PASSAGE GIVEN →

####################

Windsor Star

AND THE BEAT GOES ON

Liam O’Donnell, owner and operator of Dr. Disc, shows off some of his vast collection of vinyl records, compact discs and tapes at his Ouellette Avenue music store.

- ANNE JARVIS ajarvis@postmedia.com Twitter.com/winstarjar­vis

Multiple recessions, the constricte­d border, the mall and its big chain stores. All the downtown’s troubles, even the advent of iTunes and Spotify, Dr. Disc has survived it all on Ouellette Avenue.

“We’re like cockroache­s,” said owner Liam O’Donnell. “No, I’m kidding!”

O’Donnell is very funny. He’s also insightful.

Amid the core’s many struggles, he’s managed to make his independen­t record store a destinatio­n.

O’Donnell was 18 when he began working at Dr. Disc in London. It was a high school co-op job at what was then the main store in a small chain in Southweste­rn Ontario, including Windsor. O’Donnell lived for music. His dad bought him a drum set when he was in Grade 6. He played in bands. He skipped school on Tuesdays, when new releases came out.

A chance to work in a music store — “Oh my God, it was amazing!” he remembered.

The store was down the street from a club. Some of the bands used to come in during the day. O’Donnell immediatel­y quit his old job at Wendy’s.

Five years later, in 2001, the chain closed its store here, in the 600 block of Ouellette. For 15 years, since 1986, it had been where collectors and fans of the alternativ­e and obscure went for an infinite variety of music. Sales had slipped. The building was dilapidate­d. Seven full- and parttime jobs were lost. O’Donnell was 23. It was time to do something. Should he go back to school?

Instead, he and his brother Sean bought the Dr. Disc here. Eight months after it closed, they reopened it.

The former owner’s son helped them with a business plan. A relative got them in the door of a bank to ask for a loan. The stock had been cleared out, so O’Donnell prowled pawn shops for new stock. He added most of his own collection.

####################

LISTED ENTRIES →
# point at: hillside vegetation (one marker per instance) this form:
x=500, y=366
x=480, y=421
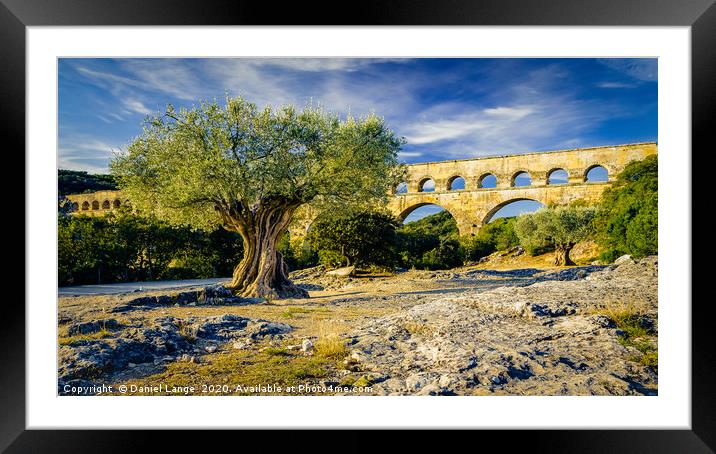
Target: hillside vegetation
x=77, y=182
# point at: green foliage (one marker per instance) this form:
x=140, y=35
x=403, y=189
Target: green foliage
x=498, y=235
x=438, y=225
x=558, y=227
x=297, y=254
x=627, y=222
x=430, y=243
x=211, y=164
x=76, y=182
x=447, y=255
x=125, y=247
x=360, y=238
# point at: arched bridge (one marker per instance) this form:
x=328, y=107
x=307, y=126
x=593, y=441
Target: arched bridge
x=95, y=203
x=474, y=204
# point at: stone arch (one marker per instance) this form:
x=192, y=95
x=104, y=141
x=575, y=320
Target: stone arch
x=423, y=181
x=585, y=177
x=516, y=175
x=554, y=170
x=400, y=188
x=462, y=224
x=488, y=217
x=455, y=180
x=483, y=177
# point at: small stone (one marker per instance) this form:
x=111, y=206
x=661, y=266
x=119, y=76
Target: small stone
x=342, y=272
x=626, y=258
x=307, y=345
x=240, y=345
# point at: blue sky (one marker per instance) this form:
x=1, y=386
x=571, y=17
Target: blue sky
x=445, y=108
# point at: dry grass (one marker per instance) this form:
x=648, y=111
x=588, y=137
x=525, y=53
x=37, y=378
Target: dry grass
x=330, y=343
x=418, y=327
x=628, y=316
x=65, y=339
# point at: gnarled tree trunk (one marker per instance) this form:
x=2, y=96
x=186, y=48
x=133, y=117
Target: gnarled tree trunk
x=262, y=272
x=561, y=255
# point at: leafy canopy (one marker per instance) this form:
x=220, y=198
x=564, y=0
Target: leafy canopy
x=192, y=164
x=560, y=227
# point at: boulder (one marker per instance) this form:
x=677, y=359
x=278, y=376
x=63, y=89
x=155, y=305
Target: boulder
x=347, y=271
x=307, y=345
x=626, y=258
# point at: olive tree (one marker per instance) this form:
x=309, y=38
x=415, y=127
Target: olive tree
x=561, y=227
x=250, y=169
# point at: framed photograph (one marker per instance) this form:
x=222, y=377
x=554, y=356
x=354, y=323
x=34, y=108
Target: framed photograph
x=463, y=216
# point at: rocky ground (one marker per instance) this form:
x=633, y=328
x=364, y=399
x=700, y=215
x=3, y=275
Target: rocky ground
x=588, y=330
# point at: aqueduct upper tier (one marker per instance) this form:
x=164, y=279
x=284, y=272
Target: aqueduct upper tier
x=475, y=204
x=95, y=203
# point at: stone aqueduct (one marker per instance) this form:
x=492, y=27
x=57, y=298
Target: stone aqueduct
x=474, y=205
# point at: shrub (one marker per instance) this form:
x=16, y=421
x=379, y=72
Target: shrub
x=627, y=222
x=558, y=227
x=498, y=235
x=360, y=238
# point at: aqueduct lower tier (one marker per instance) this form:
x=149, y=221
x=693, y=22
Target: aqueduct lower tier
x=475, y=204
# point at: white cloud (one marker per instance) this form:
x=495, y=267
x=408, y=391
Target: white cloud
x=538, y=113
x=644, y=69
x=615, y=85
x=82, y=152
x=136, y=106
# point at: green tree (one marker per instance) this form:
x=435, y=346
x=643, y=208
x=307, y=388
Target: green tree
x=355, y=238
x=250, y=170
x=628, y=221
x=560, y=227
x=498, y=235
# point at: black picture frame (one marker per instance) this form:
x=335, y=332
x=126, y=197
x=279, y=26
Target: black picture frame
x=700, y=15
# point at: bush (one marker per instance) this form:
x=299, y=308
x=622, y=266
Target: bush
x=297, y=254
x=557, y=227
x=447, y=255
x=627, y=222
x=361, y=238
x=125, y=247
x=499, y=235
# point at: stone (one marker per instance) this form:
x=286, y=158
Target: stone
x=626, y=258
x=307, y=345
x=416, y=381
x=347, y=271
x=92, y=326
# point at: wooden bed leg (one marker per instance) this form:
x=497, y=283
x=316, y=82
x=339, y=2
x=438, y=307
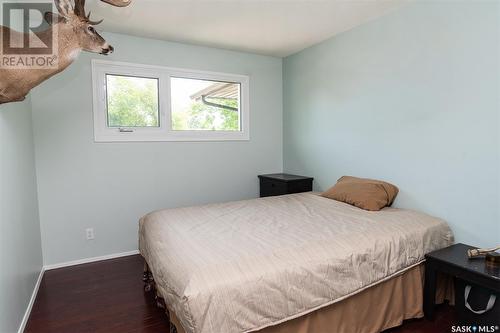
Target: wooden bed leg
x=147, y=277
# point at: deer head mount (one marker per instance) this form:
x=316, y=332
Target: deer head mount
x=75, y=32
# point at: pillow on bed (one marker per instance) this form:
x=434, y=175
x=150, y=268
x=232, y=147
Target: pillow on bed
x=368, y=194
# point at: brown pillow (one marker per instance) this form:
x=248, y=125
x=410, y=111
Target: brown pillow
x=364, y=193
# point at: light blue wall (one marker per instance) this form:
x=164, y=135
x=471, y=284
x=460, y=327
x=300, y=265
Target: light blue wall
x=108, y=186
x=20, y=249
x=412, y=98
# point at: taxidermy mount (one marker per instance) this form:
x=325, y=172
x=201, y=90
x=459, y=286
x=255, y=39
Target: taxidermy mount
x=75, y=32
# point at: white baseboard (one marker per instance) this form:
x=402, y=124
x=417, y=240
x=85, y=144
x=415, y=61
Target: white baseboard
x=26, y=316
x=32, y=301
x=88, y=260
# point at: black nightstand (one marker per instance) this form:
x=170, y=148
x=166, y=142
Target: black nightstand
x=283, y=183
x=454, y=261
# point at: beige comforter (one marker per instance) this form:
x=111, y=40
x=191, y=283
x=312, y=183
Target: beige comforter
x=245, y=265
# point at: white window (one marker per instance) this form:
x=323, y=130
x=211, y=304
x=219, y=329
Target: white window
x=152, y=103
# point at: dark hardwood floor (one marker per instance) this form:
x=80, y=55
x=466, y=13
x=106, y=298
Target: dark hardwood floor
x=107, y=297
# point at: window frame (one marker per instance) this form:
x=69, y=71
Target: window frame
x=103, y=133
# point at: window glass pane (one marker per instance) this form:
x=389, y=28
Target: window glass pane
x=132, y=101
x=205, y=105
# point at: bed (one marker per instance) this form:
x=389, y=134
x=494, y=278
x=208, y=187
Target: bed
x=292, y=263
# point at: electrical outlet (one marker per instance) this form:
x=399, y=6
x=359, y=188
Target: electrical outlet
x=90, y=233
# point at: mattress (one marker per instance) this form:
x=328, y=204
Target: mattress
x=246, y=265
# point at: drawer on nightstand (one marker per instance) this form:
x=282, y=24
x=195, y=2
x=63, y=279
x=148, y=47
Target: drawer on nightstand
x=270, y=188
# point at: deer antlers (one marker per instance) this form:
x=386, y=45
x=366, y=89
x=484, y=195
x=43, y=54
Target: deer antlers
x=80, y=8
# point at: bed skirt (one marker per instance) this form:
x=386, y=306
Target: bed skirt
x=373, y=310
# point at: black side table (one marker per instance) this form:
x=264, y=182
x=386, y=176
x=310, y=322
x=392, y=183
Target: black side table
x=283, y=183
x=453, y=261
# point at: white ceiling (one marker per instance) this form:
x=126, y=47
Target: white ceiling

####################

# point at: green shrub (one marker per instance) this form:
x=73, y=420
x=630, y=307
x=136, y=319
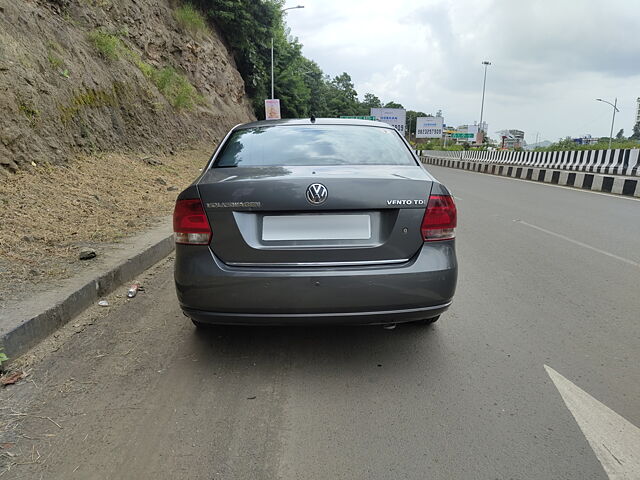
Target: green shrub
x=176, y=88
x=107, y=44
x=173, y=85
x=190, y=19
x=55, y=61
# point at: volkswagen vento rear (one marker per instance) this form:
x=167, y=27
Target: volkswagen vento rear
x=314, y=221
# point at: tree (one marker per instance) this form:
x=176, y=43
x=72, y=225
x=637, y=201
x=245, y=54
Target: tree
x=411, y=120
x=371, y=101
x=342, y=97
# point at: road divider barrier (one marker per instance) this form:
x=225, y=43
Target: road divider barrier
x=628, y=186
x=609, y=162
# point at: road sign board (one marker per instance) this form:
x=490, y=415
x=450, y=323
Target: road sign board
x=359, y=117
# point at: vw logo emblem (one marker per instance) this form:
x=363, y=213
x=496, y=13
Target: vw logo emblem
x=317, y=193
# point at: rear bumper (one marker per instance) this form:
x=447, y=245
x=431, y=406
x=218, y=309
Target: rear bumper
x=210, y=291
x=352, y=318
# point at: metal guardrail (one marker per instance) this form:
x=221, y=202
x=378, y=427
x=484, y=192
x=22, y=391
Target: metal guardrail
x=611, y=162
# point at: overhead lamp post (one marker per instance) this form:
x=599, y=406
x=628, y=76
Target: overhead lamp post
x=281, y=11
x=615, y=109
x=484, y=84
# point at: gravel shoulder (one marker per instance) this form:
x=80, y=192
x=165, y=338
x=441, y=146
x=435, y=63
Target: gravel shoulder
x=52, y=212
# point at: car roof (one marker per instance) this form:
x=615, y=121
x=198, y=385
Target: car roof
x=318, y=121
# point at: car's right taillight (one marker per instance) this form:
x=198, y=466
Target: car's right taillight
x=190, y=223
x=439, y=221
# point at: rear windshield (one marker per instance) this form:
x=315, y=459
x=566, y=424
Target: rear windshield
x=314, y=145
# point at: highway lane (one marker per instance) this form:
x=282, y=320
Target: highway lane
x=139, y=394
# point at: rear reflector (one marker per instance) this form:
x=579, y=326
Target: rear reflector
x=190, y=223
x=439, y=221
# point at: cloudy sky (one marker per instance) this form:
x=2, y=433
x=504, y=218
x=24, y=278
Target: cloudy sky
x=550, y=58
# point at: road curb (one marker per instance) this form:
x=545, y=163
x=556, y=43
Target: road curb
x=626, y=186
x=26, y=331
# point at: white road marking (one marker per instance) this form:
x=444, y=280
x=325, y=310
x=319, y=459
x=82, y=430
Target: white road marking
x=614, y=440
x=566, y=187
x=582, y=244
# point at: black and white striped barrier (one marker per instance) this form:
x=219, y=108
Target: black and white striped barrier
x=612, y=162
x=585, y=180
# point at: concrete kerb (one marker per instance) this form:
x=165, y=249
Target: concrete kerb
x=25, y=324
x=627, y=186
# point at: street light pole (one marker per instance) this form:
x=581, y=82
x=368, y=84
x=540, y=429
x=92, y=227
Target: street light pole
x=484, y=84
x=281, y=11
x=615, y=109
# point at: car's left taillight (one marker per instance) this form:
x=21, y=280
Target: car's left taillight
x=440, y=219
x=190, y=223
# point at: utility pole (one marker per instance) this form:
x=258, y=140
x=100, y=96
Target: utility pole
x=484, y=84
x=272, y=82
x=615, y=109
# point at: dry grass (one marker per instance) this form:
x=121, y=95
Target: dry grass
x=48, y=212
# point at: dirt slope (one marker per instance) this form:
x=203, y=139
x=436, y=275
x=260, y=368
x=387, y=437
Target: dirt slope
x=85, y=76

####################

REQUIRED WORK →
• 1. Identify each line of the rows that contains the string "utility", matching case exactly, and copy those lines.
• 2. Finish out the next part of the article on the Dr. Disc record store, picking up after its final sentence.
The article and the rows have no connection to each other.

PER-TASK OUTPUTS →
• 1.
# point at: utility pole (one marker per instance) this form:
Target: utility pole

• 2.
“It was painful,” he said, ruefully. “I sold crates of stuff, pretty much everything.”

All the while, he lived on a couch in the back until he could rent an apartment across the street.

“I was young,” he laughed. But the store had no heat or air conditioni­ng. Customers complained. O’Donnell got space heaters and wore gloves. Another tenant in the building smoked marijuana, and the smell wafted through the store. It was a dump, and the block was dying. A clothing store and a restaurant had closed. No one walked by.

“It was awful,” he said.

So he moved one block north, to 471 Ouellette, in 2010.

He never considered leaving downtown.

“I think record stores should be downtown,” he said simply. “You need music downtown. It’s just a thing I grew up with — you go downtown to the record store.” Today, Dr. Disc still sells just about every kind of music — metal, rock, indie. It managed to get the rare, original Rolling Stones album Sticky Fingers, the Andy Warhol-conceived one with a real zipper on the fly of a man’s jeans. Unzip it, and there’s a picture of a man’s underwear.

It sold a 45 rpm by The Dry Heaves, a punk rock band in Windsor in the ’80s, to a collector in New York for $600. “Crazy money,” said O’Donnell.

He sells mostly LPs and CDs but even cassette tapes, Blu-ray, VHS, turntables, record sleeves, posters. He also buys used records and CDs. Several years ago a customer sold him a collection of thousands of Rolling Stones albums, different pressings of every album from every country.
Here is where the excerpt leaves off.